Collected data
►
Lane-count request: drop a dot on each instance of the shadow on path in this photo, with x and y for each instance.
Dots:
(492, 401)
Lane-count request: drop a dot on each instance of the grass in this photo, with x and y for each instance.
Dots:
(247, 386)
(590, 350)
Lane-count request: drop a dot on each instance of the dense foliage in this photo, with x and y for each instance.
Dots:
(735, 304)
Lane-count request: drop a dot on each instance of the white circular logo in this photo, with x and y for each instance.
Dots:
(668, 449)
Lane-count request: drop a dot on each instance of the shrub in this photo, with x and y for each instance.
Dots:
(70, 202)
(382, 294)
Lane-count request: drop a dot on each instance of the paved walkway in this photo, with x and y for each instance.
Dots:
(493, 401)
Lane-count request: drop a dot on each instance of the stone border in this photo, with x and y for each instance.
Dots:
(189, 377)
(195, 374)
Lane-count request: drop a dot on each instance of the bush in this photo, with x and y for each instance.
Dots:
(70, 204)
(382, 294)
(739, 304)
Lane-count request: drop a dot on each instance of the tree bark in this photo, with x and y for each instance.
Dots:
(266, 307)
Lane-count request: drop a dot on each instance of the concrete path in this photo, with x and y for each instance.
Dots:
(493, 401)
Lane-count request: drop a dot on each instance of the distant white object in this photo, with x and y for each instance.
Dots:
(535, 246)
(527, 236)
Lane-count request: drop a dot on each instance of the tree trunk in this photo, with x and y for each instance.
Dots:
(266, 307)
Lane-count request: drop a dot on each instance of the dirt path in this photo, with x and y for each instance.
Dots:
◄
STATED TASK ▸ Render the records above as a numbered list, omitting any blank lines.

EXERCISE ANSWER ▸
1. Lane-count request: drop a dot on each instance of the shadow on path in this photo, with x and y for each instance.
2. Dots:
3. (492, 401)
4. Lane-count request: drop a dot on each instance of the grass in this photo, with x and y for each instance.
5. Dots:
6. (247, 386)
7. (590, 350)
8. Lane-count request: drop a dot on each instance of the dense foliage in this photo, with x and y for each instance.
9. Dots:
10. (735, 304)
11. Lane-count request: drop a dot on each instance of the white circular logo in this photo, with x and y for each instance.
12. Dots:
13. (668, 449)
14. Lane-count request: drop a dot on each instance of the shrub in this photo, with x and y for each instance.
15. Dots:
16. (70, 202)
17. (382, 294)
18. Lane-count request: drop a dot on each instance of the paved walkway in this photo, with x and y for each instance.
19. Dots:
20. (493, 401)
21. Lane-count request: drop a dot on each instance of the stone border in this photo, with x and y for each instance.
22. Dots:
23. (189, 377)
24. (195, 374)
25. Lane-count request: drop a dot on each instance of the bush in this photo, with x and y for each instance.
26. Dots:
27. (70, 204)
28. (382, 294)
29. (739, 304)
30. Lane-count request: drop a dot on each instance of the tree bark in this photo, with x and y for each instance.
31. Dots:
32. (266, 307)
33. Lane-count request: drop a dot on each instance of the concrete path in this photo, with x and y for each instance.
34. Dots:
35. (493, 401)
36. Lane-count request: drop a dot on each instance of the distant white object in this photo, with x and y for each instance.
37. Dots:
38. (535, 246)
39. (527, 236)
40. Lane-count request: drop a dot on each instance of the tree trunk in this photo, with x and y for each instance.
41. Dots:
42. (266, 307)
43. Lane-count request: drop a dot on each instance of the dirt path in this photo, with x and y for each instance.
44. Dots:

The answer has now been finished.